Exercise details ->
Would you transcribe the whole listing exactly, minus its pictures?

========================

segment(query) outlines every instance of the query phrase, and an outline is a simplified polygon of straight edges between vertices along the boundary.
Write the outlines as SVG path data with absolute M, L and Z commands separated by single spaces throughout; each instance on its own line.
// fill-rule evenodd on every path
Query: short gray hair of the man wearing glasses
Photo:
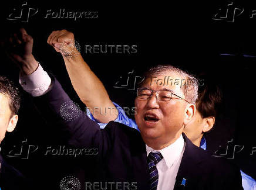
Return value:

========================

Solved exercise ->
segment(query) outlines every instance of the query phrase, and an outline is a simplified polygon of straight edges between vertices along the boundary.
Write the outlines as SVG path data with absolute M, L and Z commands separated by single spaces throughout; each instance on its own line.
// fill-rule evenodd on every path
Query: short gray hair of the man wearing glasses
Photo:
Return value:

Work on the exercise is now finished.